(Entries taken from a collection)
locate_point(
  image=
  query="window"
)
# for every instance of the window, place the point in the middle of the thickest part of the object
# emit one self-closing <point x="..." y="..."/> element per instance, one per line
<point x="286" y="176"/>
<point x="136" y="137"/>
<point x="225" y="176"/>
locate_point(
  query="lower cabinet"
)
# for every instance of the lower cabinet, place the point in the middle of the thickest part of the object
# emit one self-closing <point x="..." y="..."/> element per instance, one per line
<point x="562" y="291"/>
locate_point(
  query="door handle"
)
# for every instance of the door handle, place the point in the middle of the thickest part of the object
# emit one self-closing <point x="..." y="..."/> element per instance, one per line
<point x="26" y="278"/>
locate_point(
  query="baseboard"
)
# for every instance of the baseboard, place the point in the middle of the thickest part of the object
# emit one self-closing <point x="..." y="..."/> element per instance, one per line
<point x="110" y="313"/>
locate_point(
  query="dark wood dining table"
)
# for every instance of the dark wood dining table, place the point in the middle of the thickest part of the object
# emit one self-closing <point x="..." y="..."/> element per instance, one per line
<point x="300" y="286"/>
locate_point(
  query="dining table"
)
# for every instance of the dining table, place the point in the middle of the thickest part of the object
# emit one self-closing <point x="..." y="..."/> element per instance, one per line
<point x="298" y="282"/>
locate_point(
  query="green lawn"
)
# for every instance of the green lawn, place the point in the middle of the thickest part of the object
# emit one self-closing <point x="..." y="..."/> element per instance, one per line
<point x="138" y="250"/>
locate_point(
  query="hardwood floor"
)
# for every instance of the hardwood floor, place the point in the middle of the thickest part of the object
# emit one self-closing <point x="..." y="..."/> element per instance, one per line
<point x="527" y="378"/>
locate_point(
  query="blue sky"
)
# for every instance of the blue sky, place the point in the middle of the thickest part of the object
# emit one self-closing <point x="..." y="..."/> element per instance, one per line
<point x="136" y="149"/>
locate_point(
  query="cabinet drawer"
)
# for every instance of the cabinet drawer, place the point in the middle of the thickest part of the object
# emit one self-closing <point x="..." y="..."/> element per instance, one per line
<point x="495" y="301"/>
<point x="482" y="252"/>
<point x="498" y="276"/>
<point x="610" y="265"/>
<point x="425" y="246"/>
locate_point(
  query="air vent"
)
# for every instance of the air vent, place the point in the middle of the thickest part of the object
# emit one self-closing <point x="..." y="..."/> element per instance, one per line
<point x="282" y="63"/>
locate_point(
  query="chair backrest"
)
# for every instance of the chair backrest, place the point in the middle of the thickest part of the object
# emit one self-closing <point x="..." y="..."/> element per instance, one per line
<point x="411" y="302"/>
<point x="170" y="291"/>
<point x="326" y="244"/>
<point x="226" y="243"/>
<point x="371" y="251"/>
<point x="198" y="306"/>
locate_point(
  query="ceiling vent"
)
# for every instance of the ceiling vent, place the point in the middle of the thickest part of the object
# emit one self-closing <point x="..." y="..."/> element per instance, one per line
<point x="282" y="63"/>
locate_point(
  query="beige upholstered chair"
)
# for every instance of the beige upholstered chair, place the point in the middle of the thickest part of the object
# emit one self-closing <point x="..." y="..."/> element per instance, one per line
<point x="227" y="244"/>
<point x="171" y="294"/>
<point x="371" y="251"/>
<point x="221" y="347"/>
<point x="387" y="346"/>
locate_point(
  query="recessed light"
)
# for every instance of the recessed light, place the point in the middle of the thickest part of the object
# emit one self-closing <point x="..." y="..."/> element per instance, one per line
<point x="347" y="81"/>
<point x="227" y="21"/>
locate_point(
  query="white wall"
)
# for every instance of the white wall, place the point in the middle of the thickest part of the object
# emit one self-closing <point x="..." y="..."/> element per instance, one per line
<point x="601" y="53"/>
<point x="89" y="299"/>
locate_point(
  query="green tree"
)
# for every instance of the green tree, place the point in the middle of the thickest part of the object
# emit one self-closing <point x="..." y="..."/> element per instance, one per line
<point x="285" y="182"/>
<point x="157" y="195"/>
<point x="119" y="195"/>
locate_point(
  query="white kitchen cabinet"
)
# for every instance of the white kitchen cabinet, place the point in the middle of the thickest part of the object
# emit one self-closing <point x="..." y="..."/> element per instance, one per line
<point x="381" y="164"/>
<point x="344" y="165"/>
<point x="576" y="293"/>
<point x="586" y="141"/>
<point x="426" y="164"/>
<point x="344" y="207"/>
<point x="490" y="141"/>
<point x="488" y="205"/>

§ EXERCISE REQUIREMENTS: Please copy every line from the entries that includes the word "hardwood".

§ ANSWER SECTION:
  query="hardwood floor"
# for every instance of the hardwood floor, place the point in the middle of the thickest part of the object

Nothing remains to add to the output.